*** MATERIAL SHOWN ***

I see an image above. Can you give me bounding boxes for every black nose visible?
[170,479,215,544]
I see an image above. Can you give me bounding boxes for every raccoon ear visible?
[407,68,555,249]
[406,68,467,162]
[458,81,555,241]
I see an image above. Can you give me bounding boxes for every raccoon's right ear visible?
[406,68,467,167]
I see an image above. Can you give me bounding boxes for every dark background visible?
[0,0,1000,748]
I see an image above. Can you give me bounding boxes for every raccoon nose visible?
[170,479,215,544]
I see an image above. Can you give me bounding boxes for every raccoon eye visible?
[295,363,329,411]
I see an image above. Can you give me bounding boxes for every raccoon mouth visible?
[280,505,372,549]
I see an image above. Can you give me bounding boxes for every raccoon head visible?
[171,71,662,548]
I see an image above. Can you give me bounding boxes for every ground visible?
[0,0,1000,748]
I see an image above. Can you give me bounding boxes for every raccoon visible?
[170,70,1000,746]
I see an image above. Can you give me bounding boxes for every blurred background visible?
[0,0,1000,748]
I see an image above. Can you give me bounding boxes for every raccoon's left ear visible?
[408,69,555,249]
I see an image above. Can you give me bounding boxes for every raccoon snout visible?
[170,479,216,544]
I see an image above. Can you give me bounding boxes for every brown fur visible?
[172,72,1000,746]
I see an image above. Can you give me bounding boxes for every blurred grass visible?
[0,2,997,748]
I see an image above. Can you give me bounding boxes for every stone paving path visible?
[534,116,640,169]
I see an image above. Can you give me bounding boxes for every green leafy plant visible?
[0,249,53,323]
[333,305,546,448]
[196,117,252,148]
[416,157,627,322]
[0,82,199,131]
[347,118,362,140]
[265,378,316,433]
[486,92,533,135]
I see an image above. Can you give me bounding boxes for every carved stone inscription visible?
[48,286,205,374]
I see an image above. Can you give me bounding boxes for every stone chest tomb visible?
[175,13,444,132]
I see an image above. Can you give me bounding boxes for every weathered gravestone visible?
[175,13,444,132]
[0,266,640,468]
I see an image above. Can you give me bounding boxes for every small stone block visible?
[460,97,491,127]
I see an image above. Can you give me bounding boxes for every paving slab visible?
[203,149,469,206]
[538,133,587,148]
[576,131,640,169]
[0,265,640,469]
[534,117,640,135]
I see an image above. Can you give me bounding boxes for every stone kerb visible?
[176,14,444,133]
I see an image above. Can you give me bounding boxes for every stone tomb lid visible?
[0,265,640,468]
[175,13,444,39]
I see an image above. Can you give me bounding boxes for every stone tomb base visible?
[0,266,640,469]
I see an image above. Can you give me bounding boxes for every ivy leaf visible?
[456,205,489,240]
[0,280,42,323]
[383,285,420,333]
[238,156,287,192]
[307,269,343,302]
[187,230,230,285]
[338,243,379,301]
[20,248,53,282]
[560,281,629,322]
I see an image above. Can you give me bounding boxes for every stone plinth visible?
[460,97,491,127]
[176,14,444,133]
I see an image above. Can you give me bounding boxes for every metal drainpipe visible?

***

#### GIVEN EXERCISE
Copy every line above word for word, from the first through the last.

#### TASK ANSWER
I see an image above. Can you give me bounding boxes for every black nose visible?
[170,479,215,544]
I see an image above. Can you give me bounding boxes for every raccoon ear visible?
[407,68,555,249]
[406,68,467,162]
[458,81,555,241]
I see an image above. Can you give me bounding boxes for every raccoon's right ear visible?
[406,68,467,167]
I see an image above. Can you give me bounding boxes for every dark background visible?
[0,0,1000,748]
I see an image above. Can you give me bounding boxes for every raccoon nose visible?
[170,479,215,544]
I see an image above. Can you give me bounding boxes for every raccoon eye visible?
[295,363,329,411]
I see an image above. Can you give me bounding boxes for every raccoon mouth visible?
[280,505,372,549]
I see an image above. Can you give me bounding boxes for every raccoon head visible?
[171,71,662,548]
I see an image above. Can you give me bounding boxes for every ground visible?
[0,0,1000,748]
I see an image above. Can you give me bounding boxes for every raccoon visible?
[170,70,1000,746]
I see an image above. Can you give me bounding boxes for every blurred background visible?
[0,0,1000,748]
I see an image above. Can you give me bounding boxes for every raccoon's left ear visible?
[408,69,555,249]
I see an image above. Can you give me bounding boxes for every raccoon snout visible?
[170,479,216,544]
I see an image above. Can you give me bounding boxes for every brown fur visible?
[172,72,1000,746]
I see an image above. Can you give me bounding boxes for every blurred grass visible?
[0,2,997,748]
I see an image above. Can you give me bounding boxes for every stone paving path visible?
[534,116,640,169]
I see an image above. Can you give me bounding boxes for every green leafy plant visible?
[0,249,53,323]
[333,305,546,448]
[196,117,252,148]
[416,157,627,322]
[0,82,199,131]
[347,118,362,140]
[265,378,316,433]
[486,92,533,135]
I see an image above. Can you give me bounding boxes for every carved stone inscription visible?
[48,286,205,374]
I see an image above. Can you give me bounding boxes for every stone chest tomb visible?
[175,13,444,132]
I see an image above. Can you give me bounding boxes for every weathered gravestone visible?
[175,13,444,132]
[0,266,640,468]
I see an image above. Can you give me bounding boxes for every small stone block visible?
[460,97,491,127]
I see an image above. Can you give me bounding boxes for every paving slab visible?
[203,149,469,206]
[538,133,587,148]
[576,131,640,169]
[0,265,640,469]
[534,117,640,135]
I see an image above. Can you give me bounding boxes for every stone kerb visible?
[176,14,444,133]
I see an image above. Can you give me bounding boxes for every stone tomb lid visible?
[0,265,640,468]
[175,13,444,39]
I see an image above. Can you give me bounding boxes for every stone tomb base visible?
[0,266,640,469]
I see an image above. Can you give me bounding boxes for every ivy leaf visible?
[456,205,489,240]
[0,280,42,323]
[383,285,420,333]
[238,156,287,192]
[307,269,343,302]
[187,230,230,285]
[338,243,379,301]
[20,248,53,282]
[560,281,629,322]
I see an image above. Can you give me bounding boxes for every stone plinth visible?
[460,97,491,127]
[176,14,444,133]
I see an image above. Can you give me bounding boxes for every metal drainpipe visible?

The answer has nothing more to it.